**Dataset extract**
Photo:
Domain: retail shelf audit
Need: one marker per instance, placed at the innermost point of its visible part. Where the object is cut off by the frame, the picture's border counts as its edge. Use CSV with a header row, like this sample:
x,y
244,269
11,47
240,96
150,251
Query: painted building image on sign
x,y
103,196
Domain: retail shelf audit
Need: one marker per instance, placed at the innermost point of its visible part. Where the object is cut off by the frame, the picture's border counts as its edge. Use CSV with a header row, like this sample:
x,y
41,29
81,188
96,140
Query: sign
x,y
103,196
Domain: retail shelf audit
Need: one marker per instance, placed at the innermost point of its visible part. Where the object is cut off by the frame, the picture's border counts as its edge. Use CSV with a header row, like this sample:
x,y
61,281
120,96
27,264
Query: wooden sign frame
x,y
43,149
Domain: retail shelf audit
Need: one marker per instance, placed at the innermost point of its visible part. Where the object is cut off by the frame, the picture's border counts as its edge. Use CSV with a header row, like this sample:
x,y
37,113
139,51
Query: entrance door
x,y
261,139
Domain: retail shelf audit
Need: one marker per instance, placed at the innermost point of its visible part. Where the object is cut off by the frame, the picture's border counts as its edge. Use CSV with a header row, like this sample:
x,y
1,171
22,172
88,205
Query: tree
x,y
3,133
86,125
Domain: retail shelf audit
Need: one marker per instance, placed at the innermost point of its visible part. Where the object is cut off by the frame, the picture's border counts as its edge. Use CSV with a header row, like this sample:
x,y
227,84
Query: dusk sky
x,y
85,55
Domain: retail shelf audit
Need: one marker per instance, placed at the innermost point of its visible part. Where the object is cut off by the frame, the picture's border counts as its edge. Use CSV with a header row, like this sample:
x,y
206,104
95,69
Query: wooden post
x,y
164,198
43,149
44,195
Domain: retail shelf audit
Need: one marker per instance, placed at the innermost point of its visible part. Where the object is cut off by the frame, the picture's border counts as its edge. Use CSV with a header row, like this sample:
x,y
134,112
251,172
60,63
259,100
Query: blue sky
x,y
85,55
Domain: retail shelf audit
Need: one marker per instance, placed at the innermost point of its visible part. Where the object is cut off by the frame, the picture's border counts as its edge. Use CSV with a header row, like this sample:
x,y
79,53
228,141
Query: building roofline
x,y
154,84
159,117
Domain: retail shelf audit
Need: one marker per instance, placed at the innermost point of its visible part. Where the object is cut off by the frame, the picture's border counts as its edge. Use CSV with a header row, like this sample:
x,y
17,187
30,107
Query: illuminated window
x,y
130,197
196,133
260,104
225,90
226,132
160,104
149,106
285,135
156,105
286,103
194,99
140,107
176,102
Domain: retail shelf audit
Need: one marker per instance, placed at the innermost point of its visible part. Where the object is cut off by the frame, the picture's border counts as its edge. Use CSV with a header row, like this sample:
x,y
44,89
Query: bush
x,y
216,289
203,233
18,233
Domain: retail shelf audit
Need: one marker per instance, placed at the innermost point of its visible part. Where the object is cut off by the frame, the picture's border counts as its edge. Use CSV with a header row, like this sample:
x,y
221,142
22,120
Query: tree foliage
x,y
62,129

**What you should do**
Give back each record exactly, from the first line through the last.

**Output**
Photo:
Domain: retail shelf audit
Need: one marker per instance, placed at the innermost point of its visible part. Where the object is cut off by the frame, the picture's border counts as its edge. Use CSV with a header row, like this sample:
x,y
244,269
11,47
240,96
150,251
Query: painted building image on sign
x,y
103,196
Domain: retail shelf audit
Need: one marker per instance, placed at the innermost point of its visible part. Where the object is cut off by the frame, the picture's border counts as its edge. Use CSV with a header row, like this sample:
x,y
41,29
81,188
96,140
Query: sign
x,y
103,196
Domain: retail shelf audit
Need: one marker per instance, placed at the innermost point of its visible part. Where the object is cut off by the frame, the picture's border counts as its edge. Use CSV with a header row, like this sample:
x,y
61,281
120,96
27,264
Query: wooden sign frame
x,y
43,149
Domain: retail shelf audit
Need: one marker per instance, placed at the innermost point of its visible part. Where the object is cut off by the frame, the picture's border counts as its edge. Use CSV with a header row, like this sample:
x,y
37,113
139,51
Query: entrance door
x,y
261,139
Domain: retail shelf audit
Need: one marker per instance, placed at the innermost point of its visible part. Where the object is cut off by the frame, the picture's border counts as its edge. Use CSV with a header row, like this sample:
x,y
1,171
22,172
88,205
Query: tree
x,y
3,133
86,125
Domain: retail shelf audit
Need: one marker per instance, placed at the innermost point of its visible part. Where the object is cut off by the frame, the picture's border counts as its edge. Use CSV with a header row, like this sample:
x,y
227,84
Query: dusk sky
x,y
85,55
Domain: retail shelf audit
Need: one marker per instance, placed at the innermost point of its visible part. Where the object is cut off by the frame, the picture's border counts as its edge. Use CSV with a header row, like this sample:
x,y
206,104
95,69
Query: wooden post
x,y
164,198
43,149
44,195
Domain: retail shelf audit
Need: one marker per instance, placed at the innermost point of its visible part. Where the object is cut off by the frame, the picture's border counts as its edge. Use CSV with a header row, like this sample:
x,y
134,112
251,172
60,63
259,100
Query: blue sky
x,y
85,55
Domain: retail shelf audit
Need: one marker per instance, placed at the innermost point of its visible part. Where the object is cut off by the frame, the picture's border counts as its edge. Use CSV with a header row, like this sample:
x,y
79,53
228,141
Query: building roofline
x,y
154,84
159,117
Domain: retail shelf audit
Need: one marker per instance, placed at the innermost point of its visible part. Where the object is cut off by the frame, the picture's border counts as its edge. Use CSV with a header row, like this sample:
x,y
17,187
30,107
Query: illuminated window
x,y
130,197
196,133
260,104
225,90
226,132
160,104
149,106
285,135
156,105
286,103
194,99
140,107
176,102
Domain: retail shelf audit
Need: one marker per instance, placed at the innermost point of its visible part. Where the object is cut off by the frame, the picture's border counts as its edge. Use CSV with a header row, like this sample:
x,y
44,89
Query: bush
x,y
216,289
203,233
18,233
Domain: retail shelf audit
Need: one marker per instance, placed at the innermost point of its visible part. Where the object is cut off by the frame, the picture's border counts as its edge. Use CSV with a header row, like this sample:
x,y
221,142
22,120
Query: tree foliage
x,y
62,129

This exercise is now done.